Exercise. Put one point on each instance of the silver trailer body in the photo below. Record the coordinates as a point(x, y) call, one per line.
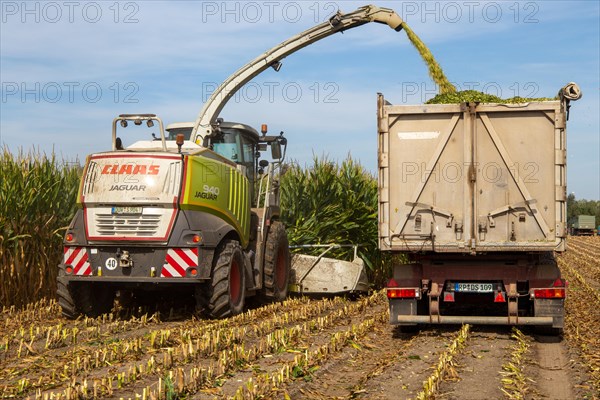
point(474, 195)
point(472, 178)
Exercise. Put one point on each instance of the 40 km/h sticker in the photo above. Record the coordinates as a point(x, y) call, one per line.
point(111, 263)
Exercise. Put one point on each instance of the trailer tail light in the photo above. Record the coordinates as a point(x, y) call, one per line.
point(402, 293)
point(559, 283)
point(449, 297)
point(549, 293)
point(500, 297)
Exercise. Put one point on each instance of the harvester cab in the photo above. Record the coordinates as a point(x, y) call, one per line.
point(194, 207)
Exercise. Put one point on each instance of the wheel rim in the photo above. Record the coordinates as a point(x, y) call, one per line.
point(280, 269)
point(235, 283)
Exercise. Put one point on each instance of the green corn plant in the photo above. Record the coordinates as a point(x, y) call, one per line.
point(37, 201)
point(334, 203)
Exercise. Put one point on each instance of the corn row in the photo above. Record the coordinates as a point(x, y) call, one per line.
point(514, 382)
point(230, 357)
point(302, 365)
point(210, 336)
point(445, 363)
point(581, 319)
point(582, 281)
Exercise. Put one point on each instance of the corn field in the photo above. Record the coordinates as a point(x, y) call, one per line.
point(37, 202)
point(327, 203)
point(300, 348)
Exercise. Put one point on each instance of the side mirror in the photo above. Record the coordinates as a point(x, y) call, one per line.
point(262, 165)
point(275, 150)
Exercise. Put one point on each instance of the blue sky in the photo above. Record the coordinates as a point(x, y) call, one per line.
point(68, 68)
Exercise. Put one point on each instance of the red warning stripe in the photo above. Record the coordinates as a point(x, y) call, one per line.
point(77, 258)
point(177, 261)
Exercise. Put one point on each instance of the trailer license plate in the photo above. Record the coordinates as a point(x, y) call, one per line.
point(474, 287)
point(126, 210)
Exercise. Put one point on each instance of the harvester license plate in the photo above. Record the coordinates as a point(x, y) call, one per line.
point(474, 287)
point(127, 210)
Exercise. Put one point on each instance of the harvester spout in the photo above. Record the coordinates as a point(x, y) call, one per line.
point(389, 17)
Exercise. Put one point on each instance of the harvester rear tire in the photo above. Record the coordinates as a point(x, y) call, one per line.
point(76, 298)
point(276, 272)
point(227, 289)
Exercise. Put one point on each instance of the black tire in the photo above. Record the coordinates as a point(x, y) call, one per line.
point(276, 272)
point(225, 294)
point(76, 298)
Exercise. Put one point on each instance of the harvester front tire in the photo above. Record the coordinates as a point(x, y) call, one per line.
point(227, 288)
point(276, 272)
point(76, 298)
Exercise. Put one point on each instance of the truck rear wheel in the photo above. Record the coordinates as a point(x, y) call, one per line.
point(276, 272)
point(76, 298)
point(227, 289)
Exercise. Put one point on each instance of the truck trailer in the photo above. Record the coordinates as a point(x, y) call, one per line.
point(474, 196)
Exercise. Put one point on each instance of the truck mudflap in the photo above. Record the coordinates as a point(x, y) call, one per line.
point(472, 319)
point(547, 312)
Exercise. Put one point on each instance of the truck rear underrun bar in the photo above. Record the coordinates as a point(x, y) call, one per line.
point(472, 319)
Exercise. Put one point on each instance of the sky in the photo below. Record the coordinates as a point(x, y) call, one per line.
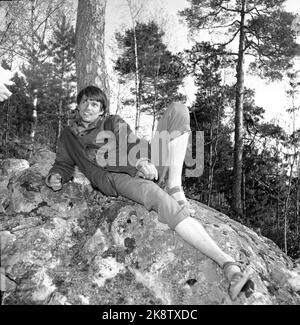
point(271, 97)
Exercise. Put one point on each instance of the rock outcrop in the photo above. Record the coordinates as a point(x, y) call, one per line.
point(76, 246)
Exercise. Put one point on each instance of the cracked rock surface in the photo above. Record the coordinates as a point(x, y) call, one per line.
point(77, 246)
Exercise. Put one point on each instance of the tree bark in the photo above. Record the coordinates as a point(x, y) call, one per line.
point(239, 127)
point(90, 40)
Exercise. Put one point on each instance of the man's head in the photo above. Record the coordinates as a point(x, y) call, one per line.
point(92, 103)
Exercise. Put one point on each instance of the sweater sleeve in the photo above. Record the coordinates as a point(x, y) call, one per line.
point(64, 164)
point(137, 148)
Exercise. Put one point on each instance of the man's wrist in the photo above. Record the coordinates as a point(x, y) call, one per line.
point(141, 161)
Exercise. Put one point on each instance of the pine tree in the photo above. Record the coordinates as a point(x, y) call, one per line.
point(263, 31)
point(160, 72)
point(63, 86)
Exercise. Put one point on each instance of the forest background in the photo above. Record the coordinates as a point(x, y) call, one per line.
point(251, 164)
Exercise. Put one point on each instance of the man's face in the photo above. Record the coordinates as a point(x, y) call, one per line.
point(89, 109)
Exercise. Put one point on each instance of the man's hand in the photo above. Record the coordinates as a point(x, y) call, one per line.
point(146, 170)
point(5, 76)
point(55, 182)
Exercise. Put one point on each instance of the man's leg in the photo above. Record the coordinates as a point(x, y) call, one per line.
point(177, 118)
point(176, 122)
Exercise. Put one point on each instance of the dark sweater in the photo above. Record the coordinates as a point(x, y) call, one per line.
point(89, 148)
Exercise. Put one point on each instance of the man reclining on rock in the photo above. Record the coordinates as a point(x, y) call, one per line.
point(116, 163)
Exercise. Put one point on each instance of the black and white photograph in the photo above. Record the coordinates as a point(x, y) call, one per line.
point(149, 155)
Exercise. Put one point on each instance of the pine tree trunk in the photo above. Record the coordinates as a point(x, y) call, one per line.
point(34, 124)
point(90, 40)
point(239, 128)
point(137, 84)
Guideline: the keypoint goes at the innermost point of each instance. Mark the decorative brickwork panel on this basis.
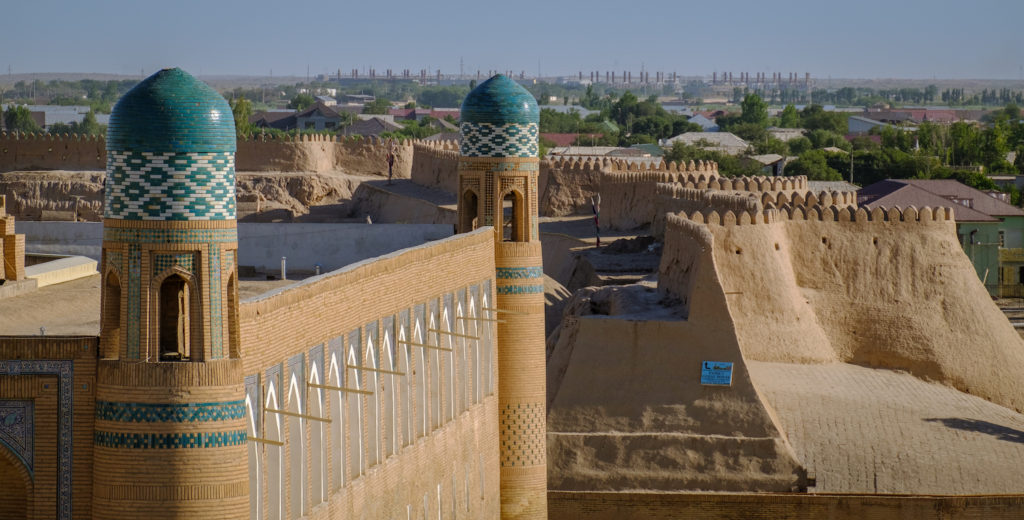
(16, 419)
(522, 429)
(144, 185)
(164, 261)
(65, 372)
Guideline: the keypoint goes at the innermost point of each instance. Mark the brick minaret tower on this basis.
(498, 177)
(170, 437)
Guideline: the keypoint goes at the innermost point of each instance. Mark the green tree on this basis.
(301, 101)
(790, 118)
(755, 111)
(89, 126)
(60, 129)
(800, 144)
(814, 117)
(379, 105)
(823, 138)
(814, 165)
(242, 109)
(18, 119)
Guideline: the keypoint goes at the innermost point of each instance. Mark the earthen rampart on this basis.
(48, 152)
(435, 165)
(630, 196)
(877, 288)
(316, 153)
(567, 185)
(400, 396)
(674, 198)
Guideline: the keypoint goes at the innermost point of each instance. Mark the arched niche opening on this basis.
(513, 217)
(469, 212)
(110, 331)
(15, 486)
(177, 319)
(233, 340)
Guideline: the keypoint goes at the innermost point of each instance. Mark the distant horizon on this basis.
(875, 39)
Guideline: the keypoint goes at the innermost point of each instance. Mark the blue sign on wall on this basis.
(716, 373)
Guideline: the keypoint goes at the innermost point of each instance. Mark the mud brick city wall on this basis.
(637, 506)
(454, 465)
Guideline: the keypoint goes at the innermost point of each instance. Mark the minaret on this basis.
(170, 437)
(498, 177)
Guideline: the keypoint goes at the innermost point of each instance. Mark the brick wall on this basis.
(438, 457)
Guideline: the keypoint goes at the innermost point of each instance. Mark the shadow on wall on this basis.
(975, 425)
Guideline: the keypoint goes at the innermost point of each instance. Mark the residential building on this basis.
(708, 125)
(717, 141)
(785, 134)
(860, 125)
(990, 230)
(280, 120)
(317, 117)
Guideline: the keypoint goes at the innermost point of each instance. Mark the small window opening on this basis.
(174, 313)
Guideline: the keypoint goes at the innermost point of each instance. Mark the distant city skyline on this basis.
(867, 39)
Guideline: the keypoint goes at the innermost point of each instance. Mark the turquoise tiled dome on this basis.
(171, 111)
(500, 101)
(170, 152)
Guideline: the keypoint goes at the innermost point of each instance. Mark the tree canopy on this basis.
(18, 119)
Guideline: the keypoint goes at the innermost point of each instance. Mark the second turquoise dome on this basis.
(171, 111)
(500, 101)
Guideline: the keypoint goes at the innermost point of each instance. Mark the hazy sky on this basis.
(849, 39)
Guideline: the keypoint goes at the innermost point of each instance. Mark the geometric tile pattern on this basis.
(169, 440)
(186, 413)
(65, 370)
(512, 139)
(519, 272)
(145, 185)
(169, 235)
(522, 432)
(16, 429)
(164, 261)
(519, 290)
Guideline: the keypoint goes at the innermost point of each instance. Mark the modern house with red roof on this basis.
(990, 230)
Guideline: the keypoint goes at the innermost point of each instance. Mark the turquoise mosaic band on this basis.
(185, 413)
(519, 272)
(133, 235)
(144, 185)
(486, 139)
(520, 290)
(169, 440)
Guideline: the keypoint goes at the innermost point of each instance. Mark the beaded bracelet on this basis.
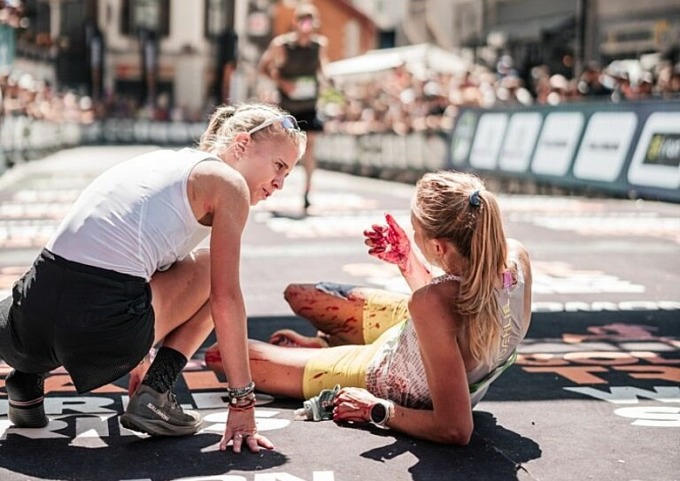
(234, 394)
(248, 405)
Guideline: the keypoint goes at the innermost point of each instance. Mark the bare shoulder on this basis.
(433, 298)
(215, 184)
(517, 250)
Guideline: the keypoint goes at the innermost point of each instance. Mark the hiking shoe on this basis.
(159, 414)
(26, 393)
(318, 408)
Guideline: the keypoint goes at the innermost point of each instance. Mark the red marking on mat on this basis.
(202, 380)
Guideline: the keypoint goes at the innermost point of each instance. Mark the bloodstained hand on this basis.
(389, 243)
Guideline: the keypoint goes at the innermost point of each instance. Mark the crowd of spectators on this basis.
(399, 101)
(396, 100)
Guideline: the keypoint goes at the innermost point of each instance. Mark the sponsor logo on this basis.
(158, 412)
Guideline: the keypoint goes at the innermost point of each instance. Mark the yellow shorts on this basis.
(346, 365)
(382, 310)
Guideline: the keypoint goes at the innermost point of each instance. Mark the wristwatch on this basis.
(381, 412)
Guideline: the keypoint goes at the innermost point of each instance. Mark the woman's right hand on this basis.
(389, 243)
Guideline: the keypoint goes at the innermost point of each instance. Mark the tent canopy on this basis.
(417, 58)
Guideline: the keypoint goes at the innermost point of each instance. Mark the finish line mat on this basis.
(592, 396)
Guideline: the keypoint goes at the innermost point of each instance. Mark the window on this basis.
(152, 15)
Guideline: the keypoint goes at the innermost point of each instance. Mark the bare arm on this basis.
(226, 196)
(391, 244)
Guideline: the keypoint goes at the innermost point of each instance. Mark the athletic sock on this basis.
(27, 385)
(165, 369)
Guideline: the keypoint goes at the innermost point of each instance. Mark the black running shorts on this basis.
(96, 323)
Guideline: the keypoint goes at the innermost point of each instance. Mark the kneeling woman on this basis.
(417, 364)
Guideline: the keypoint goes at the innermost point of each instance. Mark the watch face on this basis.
(378, 413)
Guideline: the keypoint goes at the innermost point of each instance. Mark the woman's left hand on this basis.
(353, 404)
(241, 431)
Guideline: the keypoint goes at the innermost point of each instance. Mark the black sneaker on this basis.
(159, 414)
(26, 393)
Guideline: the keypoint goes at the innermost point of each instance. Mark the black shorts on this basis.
(96, 323)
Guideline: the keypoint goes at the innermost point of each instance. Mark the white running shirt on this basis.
(135, 218)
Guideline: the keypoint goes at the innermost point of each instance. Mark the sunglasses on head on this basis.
(288, 122)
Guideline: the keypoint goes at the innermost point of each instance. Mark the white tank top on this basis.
(135, 218)
(396, 372)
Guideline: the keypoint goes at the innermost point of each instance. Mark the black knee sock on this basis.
(25, 386)
(166, 368)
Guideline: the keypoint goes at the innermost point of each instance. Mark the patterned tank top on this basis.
(397, 373)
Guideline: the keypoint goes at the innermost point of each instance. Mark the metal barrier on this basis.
(625, 149)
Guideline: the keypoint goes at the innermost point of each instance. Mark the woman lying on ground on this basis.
(417, 364)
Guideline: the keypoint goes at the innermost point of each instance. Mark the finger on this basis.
(223, 443)
(238, 441)
(392, 222)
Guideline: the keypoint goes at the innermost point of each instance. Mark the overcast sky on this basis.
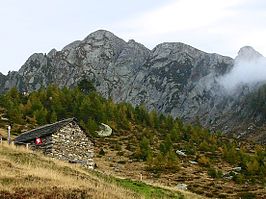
(220, 26)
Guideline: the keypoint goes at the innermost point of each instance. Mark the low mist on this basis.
(244, 72)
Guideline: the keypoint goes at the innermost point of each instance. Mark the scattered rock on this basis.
(181, 153)
(182, 186)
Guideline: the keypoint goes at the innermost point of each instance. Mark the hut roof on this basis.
(42, 131)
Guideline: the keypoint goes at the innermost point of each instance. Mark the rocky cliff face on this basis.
(173, 78)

→ **TASK PROMPT**: Please set down, word for word, the lines starting at the line that holds "overcast sky on this basis." and running to the end of the listing, with no pictures.

→ **EXERCISE SOLUTION**:
Guideline: the keypoint goes at the innermost point of each instance. Mark the overcast sky on this basis.
(220, 26)
Guideline: the keypoint goes at the innermost point of each instance. Mark the low mist on this basis.
(244, 72)
Guideline: the keypoint goes at the innermost point of each instance. Mark the scattered rock on this basis.
(181, 153)
(182, 186)
Guideline: the keypoint goes at the innermost point of each instance. Mark the hut roof on this basis.
(42, 131)
Guideline: the keypoint goes at the innermost point of each instance. Mark the rocky cliff face on this basis.
(173, 78)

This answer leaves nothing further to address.